#### Extrait choisi
####
Une longue journée commence alors. Tatiana, sa fille de 15 ans, agit bizarrement. Cette adolescente d’habitude très gentille et douce se révèle revêche et acerbe avec sa mère. Tout au long de cette journée, Holly va se rappeler comment ils ont adopté cette petite fille en Sibérie. Comment les choses se sont passées pendant leurs deux voyages là-bas, comment ils sont tombés fous amoureux de ses grands yeux. On comprend petit à petit que cet orphelinat perdu de Sibérie avaient des méthodes un peu particulières.

Tatiana se montre donc de plus en plus désagréable avec sa mère et celle-ci ne sait plus comment agir avec elle. D’autant plus qu’elles se retrouvent bloquées toutes les deux. Une tempête de neige sévit à l’extérieur, aucun des invités ne peut venir et son mari est coincé à l’hôpital, sa mère ayant fait un malaise. L’isolement va s’ajouter à l’ambiance lourde de la maison, une situation banale qui va devenir cauchemardesque.

Laure Kasischke, comme à son habitude, nous happe dans son univers. Elle arrive à distiller une angoisse sourde dans tous ses romans. Les choses semblent en apparence ordinaires mais il ne faut jamais s’y fier. Rien n’est comme on l’attend.

Elle aborde là le thème mère-fille, que ce soit Holly et sa fille Tatiana, mais aussi Holly et sa mère. On apprend que Holly a perdu sa mère très tôt d’une grave maladie, que sa soeur aussi est morte de cette maladie et qu’elle-même a décidé de tout se faire enlever pour ne pas mourir aussi. D’où l’adoption abordée aussi dans ce roman. Jusqu’où est-on prêt à aller pour avoir un enfant? Est-on prêt à fermer les yeux sur vraiment tout? Comment le lien se crée entre adoptés et adoptants ?

D’ailleurs que s’est-il vraiment passé en Sibérie? Qui ont-ils ramené? Holly se répète toute la journée ce mantra « quelque chose les avait suivies depuis la Russie ». Des questions dont on ne connaîtra la réponse qu’à la toute fin du roman, ce qui remettra en perspective celui-ci. Une fin hallucinante qui vous donnera envie de rouvrir le livre de suite.

Edition Christian Bourgois

« La nuit en vérité » de Véronique Olmi

Chroniques de livre & conseils de lecture la nuit en vérité de Véronique Olmi par MLBA
Chroniques de livre & conseils de lecture la nuit en vérité de Véronique Olmi par MLBA

Vous aimez les histoires de quête de soi, les romans sur l’adolescence?
####
#### Consigne
Recopiez, s'il vous plaît, le passage de l'extrait choisi en commençant à « Edition Christian Bourgois » et en terminant à « romans sur l’adolescence? ».
####
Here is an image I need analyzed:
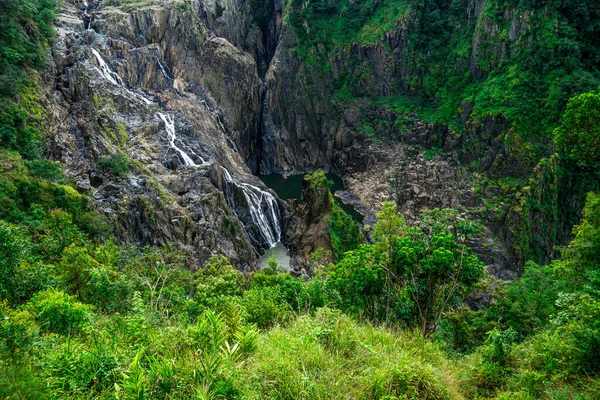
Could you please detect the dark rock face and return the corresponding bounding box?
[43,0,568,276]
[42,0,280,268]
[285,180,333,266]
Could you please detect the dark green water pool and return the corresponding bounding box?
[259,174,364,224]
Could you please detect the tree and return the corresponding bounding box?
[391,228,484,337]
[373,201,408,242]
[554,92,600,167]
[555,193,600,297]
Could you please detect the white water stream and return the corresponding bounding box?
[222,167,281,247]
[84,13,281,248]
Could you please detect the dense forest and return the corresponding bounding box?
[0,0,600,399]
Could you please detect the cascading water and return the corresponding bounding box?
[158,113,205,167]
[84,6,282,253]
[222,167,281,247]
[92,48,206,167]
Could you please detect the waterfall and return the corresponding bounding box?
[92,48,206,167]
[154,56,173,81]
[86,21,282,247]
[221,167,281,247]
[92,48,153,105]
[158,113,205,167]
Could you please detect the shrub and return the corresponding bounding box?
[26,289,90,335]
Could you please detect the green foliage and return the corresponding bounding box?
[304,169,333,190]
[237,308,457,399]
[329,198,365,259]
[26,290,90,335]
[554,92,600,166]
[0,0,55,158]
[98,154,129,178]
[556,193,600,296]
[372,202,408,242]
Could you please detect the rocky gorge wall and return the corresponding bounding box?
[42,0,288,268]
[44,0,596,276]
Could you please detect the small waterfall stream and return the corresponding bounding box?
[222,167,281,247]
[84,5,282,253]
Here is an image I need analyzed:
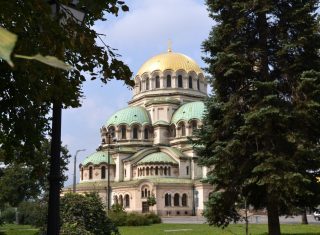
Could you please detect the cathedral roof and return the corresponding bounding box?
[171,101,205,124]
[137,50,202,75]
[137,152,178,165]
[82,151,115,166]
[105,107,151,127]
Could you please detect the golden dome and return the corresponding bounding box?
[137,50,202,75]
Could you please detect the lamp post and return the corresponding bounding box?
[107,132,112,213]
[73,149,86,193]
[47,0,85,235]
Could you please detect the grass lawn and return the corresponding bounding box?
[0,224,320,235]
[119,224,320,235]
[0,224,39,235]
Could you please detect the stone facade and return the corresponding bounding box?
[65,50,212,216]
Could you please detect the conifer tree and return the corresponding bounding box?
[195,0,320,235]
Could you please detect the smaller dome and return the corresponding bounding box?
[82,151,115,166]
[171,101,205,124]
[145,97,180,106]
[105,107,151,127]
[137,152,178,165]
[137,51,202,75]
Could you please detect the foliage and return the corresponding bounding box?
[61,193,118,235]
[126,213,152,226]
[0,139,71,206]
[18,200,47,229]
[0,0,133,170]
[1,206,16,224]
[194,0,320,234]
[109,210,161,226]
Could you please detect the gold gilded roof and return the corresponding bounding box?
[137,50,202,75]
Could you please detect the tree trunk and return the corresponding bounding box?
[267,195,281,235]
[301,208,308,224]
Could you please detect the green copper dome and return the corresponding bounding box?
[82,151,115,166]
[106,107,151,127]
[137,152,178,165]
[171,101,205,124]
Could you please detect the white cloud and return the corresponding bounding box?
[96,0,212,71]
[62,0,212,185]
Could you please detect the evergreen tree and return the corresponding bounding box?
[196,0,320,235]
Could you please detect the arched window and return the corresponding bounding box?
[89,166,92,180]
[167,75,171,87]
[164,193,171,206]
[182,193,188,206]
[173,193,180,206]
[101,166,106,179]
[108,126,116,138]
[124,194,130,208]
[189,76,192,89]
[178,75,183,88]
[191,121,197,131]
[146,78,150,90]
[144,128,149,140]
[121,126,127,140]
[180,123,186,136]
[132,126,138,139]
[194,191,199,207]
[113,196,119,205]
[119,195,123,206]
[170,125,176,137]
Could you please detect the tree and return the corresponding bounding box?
####
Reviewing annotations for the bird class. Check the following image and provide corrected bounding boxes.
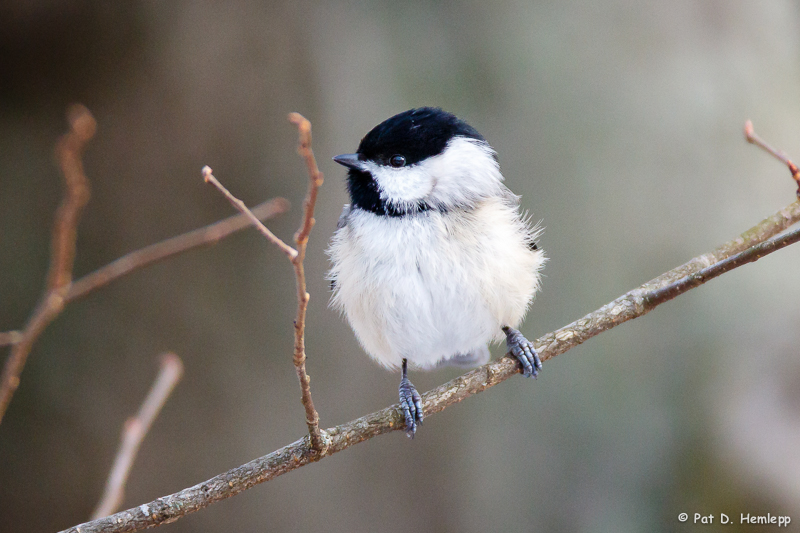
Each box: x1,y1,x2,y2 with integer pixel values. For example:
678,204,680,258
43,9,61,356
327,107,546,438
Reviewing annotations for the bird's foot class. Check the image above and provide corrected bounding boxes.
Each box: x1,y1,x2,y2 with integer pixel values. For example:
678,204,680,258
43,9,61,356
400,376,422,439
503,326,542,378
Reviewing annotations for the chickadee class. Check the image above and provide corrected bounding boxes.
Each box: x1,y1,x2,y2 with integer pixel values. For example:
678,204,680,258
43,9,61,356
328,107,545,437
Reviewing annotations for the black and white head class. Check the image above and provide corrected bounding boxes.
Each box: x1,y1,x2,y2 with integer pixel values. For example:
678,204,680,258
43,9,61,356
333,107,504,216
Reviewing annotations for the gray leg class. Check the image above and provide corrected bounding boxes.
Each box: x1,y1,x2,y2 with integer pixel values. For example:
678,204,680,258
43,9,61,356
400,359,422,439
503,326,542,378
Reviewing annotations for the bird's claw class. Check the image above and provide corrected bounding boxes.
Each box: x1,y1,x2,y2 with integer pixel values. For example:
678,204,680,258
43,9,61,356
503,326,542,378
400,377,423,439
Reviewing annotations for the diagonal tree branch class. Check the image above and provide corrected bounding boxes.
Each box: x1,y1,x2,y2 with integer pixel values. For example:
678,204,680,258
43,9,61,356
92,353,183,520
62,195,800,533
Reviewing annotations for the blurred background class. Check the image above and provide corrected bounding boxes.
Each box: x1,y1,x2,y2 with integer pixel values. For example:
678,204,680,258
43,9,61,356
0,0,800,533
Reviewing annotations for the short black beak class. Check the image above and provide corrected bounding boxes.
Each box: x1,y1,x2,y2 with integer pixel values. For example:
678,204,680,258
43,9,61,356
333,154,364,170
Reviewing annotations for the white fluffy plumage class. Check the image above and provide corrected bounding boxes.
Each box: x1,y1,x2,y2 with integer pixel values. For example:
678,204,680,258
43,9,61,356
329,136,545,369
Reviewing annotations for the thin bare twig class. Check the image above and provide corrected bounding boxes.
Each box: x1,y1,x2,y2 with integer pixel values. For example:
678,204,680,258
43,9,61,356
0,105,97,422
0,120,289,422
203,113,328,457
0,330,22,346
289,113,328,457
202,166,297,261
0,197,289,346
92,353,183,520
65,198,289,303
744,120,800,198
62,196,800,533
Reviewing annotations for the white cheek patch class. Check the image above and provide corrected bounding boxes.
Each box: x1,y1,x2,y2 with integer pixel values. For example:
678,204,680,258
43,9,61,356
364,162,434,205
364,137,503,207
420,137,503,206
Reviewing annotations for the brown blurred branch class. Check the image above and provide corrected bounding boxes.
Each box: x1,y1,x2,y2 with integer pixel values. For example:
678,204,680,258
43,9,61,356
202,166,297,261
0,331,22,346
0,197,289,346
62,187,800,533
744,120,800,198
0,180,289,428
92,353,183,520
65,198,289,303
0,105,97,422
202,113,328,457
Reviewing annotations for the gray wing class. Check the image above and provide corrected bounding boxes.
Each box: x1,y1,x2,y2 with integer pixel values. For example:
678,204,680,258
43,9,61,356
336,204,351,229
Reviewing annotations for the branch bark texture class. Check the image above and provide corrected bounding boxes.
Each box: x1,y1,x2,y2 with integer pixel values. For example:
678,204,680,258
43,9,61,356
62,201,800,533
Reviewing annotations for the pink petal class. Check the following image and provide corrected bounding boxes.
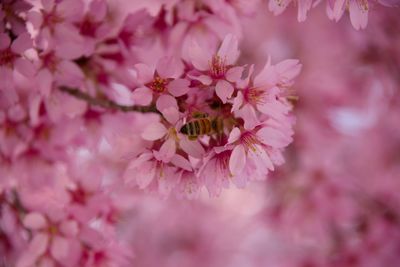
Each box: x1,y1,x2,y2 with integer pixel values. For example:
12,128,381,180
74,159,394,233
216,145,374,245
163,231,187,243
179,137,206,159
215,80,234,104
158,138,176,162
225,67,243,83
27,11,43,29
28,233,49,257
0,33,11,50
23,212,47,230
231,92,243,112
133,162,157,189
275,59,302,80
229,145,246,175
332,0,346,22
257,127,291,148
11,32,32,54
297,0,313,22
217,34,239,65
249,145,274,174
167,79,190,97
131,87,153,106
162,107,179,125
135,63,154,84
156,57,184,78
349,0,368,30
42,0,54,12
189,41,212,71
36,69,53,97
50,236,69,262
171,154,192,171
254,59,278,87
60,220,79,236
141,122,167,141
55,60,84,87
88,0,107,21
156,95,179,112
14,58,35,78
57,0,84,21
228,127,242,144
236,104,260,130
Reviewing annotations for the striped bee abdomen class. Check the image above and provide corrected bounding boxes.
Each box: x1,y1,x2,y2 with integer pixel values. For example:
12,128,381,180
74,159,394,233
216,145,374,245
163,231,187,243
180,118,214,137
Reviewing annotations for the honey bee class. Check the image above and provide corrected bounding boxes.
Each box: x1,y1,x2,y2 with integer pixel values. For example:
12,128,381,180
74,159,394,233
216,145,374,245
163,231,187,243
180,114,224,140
####
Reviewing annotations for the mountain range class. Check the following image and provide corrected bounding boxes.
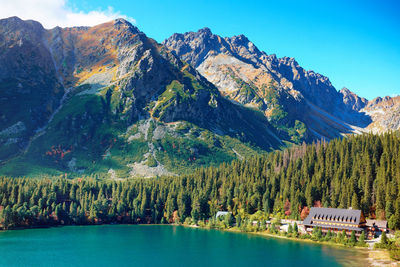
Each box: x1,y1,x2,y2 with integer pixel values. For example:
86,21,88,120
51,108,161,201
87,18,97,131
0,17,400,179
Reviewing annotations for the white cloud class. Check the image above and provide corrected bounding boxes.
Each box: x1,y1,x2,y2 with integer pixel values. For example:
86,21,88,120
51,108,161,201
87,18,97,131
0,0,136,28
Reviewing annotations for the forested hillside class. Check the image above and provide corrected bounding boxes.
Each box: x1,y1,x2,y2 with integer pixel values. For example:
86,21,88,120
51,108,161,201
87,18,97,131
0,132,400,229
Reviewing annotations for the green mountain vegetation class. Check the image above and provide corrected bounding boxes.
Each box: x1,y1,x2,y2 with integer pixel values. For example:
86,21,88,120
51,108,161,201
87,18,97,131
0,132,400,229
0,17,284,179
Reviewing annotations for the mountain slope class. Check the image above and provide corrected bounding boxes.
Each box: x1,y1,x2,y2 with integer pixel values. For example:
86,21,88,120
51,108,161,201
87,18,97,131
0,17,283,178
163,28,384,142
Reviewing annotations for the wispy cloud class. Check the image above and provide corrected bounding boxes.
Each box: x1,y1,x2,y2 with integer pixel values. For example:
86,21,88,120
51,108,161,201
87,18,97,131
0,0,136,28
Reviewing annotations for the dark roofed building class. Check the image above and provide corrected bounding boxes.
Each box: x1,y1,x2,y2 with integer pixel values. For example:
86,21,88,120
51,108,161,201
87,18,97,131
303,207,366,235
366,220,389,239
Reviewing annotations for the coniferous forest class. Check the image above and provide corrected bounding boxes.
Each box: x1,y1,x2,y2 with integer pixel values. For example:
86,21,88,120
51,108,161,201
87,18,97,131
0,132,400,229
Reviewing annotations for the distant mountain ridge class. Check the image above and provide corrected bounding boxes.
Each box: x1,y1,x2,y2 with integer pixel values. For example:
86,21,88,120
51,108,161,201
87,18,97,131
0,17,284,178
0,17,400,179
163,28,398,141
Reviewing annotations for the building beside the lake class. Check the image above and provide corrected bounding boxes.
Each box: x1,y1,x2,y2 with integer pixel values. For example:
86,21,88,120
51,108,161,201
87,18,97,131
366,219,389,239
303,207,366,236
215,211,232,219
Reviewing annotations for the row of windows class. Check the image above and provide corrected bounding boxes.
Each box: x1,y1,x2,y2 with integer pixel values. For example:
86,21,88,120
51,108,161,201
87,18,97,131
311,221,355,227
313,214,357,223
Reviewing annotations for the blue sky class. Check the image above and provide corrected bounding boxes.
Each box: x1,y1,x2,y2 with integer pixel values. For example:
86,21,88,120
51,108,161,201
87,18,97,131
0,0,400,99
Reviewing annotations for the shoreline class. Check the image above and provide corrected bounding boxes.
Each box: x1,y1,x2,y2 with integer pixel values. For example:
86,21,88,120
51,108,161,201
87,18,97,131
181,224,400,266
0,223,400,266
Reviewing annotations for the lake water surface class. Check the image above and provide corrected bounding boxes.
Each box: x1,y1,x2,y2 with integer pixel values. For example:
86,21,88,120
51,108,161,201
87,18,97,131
####
#### Résultat
Edition Christian Bourgois

« La nuit en vérité » de Véronique Olmi

Chroniques de livre & conseils de lecture la nuit en vérité de Véronique Olmi par MLBA
Chroniques de livre & conseils de lecture la nuit en vérité de Véronique Olmi par MLBA

Vous aimez les histoires de quête de soi, les romans sur l’adolescence?